§ EXERCISE REQUIREMENTS
The entries below should be copied exactly and completely.

Segmentation mask data:
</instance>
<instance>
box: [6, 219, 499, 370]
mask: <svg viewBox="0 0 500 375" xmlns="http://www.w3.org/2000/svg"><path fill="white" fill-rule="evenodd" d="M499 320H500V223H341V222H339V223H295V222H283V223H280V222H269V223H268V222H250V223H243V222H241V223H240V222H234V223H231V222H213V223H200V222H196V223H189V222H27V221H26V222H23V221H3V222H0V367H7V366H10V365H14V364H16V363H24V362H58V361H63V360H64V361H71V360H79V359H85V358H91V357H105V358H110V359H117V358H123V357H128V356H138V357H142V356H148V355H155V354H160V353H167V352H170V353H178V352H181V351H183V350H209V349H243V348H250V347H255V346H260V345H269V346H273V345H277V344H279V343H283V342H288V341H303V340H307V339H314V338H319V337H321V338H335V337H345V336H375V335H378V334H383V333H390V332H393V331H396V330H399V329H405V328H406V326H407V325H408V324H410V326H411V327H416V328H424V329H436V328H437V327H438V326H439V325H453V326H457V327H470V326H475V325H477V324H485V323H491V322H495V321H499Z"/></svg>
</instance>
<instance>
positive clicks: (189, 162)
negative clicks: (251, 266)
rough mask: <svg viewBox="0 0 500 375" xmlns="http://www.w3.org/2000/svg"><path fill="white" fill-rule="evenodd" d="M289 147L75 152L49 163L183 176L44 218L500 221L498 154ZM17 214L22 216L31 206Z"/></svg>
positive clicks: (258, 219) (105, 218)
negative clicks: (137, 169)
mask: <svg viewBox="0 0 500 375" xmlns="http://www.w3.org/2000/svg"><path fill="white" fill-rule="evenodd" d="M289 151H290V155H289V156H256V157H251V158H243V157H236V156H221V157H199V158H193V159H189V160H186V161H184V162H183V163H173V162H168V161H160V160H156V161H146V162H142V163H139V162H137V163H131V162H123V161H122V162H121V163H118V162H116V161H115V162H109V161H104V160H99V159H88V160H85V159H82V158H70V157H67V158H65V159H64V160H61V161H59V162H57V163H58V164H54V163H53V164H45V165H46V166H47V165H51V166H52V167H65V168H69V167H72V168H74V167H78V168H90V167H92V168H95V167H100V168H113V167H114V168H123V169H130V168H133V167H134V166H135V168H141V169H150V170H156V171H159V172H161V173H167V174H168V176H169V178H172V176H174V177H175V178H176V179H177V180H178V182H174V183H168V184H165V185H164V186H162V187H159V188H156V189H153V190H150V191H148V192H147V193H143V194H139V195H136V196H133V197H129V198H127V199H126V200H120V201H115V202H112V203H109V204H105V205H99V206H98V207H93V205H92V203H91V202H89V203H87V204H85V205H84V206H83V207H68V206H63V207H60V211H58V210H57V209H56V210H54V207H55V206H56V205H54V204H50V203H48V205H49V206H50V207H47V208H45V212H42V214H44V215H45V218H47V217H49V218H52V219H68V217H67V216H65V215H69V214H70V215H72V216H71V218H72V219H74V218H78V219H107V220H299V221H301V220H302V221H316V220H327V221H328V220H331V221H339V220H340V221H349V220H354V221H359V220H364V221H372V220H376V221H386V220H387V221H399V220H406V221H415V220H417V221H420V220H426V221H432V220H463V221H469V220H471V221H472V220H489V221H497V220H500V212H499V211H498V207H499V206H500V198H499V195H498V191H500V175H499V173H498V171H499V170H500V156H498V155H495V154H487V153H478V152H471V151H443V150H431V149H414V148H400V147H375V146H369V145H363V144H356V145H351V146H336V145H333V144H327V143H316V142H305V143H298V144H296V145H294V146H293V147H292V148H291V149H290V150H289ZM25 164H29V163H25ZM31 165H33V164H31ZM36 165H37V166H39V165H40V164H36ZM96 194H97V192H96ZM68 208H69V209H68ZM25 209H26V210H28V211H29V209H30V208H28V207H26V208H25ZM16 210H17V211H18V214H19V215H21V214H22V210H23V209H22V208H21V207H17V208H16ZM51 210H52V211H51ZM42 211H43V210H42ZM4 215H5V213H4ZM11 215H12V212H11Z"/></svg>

§ EXERCISE RESULT
</instance>
<instance>
box: [6, 219, 499, 370]
mask: <svg viewBox="0 0 500 375" xmlns="http://www.w3.org/2000/svg"><path fill="white" fill-rule="evenodd" d="M499 320H500V223H341V222H339V223H295V222H283V223H280V222H269V223H268V222H250V223H243V222H241V223H240V222H234V223H231V222H213V223H200V222H196V223H189V222H27V221H26V222H23V221H3V222H0V367H7V366H10V365H14V364H16V363H24V362H58V361H63V360H64V361H71V360H79V359H85V358H91V357H105V358H110V359H117V358H123V357H128V356H138V357H142V356H148V355H155V354H160V353H167V352H170V353H178V352H181V351H183V350H209V349H243V348H250V347H255V346H260V345H269V346H273V345H277V344H279V343H283V342H288V341H303V340H307V339H314V338H319V337H321V338H335V337H345V336H375V335H378V334H383V333H390V332H393V331H396V330H399V329H405V328H406V326H407V325H408V324H410V326H411V327H416V328H424V329H436V328H437V327H438V326H439V325H453V326H457V327H470V326H475V325H477V324H485V323H491V322H495V321H499Z"/></svg>
</instance>
<instance>
positive clicks: (189, 162)
negative clicks: (251, 266)
rough mask: <svg viewBox="0 0 500 375" xmlns="http://www.w3.org/2000/svg"><path fill="white" fill-rule="evenodd" d="M289 147L75 152L49 163L183 176L44 218L500 221L498 154ZM17 214L22 216L31 206Z"/></svg>
positive clicks: (258, 219) (105, 218)
negative clicks: (137, 169)
mask: <svg viewBox="0 0 500 375" xmlns="http://www.w3.org/2000/svg"><path fill="white" fill-rule="evenodd" d="M289 151H290V155H289V156H256V157H251V158H243V157H236V156H221V157H199V158H193V159H189V160H186V161H184V162H183V163H173V162H168V161H160V160H156V161H146V162H142V163H139V162H137V163H131V162H123V161H122V162H121V163H118V162H116V161H115V162H109V161H104V160H99V159H88V160H85V159H82V158H70V157H67V158H65V159H64V160H61V161H59V162H57V163H58V164H54V163H53V164H45V165H46V166H47V165H51V166H52V167H65V168H69V167H72V168H74V167H78V168H90V167H92V168H95V167H100V168H113V167H114V168H123V169H130V168H133V167H134V166H135V168H141V169H150V170H156V171H159V172H161V173H167V174H168V176H169V178H172V176H174V177H175V178H176V179H177V180H178V182H174V183H168V184H165V185H164V186H162V187H159V188H156V189H153V190H150V191H148V192H147V193H143V194H139V195H136V196H133V197H129V198H127V199H126V200H120V201H115V202H112V203H109V204H105V205H99V206H98V207H93V205H92V203H91V202H89V203H87V204H85V205H84V206H83V207H68V206H63V207H60V211H58V210H57V209H56V210H54V207H55V206H56V205H54V204H50V203H48V205H49V206H50V207H47V208H45V212H42V214H44V215H45V218H47V217H49V218H52V219H68V217H67V216H65V215H69V214H70V215H72V216H71V218H72V219H74V218H78V219H107V220H299V221H301V220H302V221H316V220H327V221H328V220H331V221H339V220H340V221H349V220H354V221H359V220H364V221H372V220H376V221H386V220H387V221H399V220H406V221H415V220H417V221H420V220H426V221H432V220H463V221H469V220H471V221H472V220H489V221H497V220H500V212H499V211H498V207H499V206H500V198H499V195H498V191H500V175H499V173H498V171H499V170H500V156H498V155H495V154H487V153H478V152H471V151H443V150H431V149H414V148H400V147H375V146H369V145H363V144H356V145H351V146H336V145H333V144H327V143H316V142H305V143H298V144H296V145H294V146H293V147H292V148H291V149H290V150H289ZM25 164H29V163H25ZM31 165H33V164H31ZM36 165H37V166H39V165H40V164H36ZM96 194H97V192H96ZM68 208H69V209H68ZM25 209H26V210H28V211H29V209H30V208H28V207H26V208H25ZM16 210H17V211H18V214H19V215H21V214H22V210H23V209H22V208H21V207H17V208H16ZM51 210H52V211H51ZM42 211H43V210H42ZM4 215H5V213H4ZM11 215H12V212H11Z"/></svg>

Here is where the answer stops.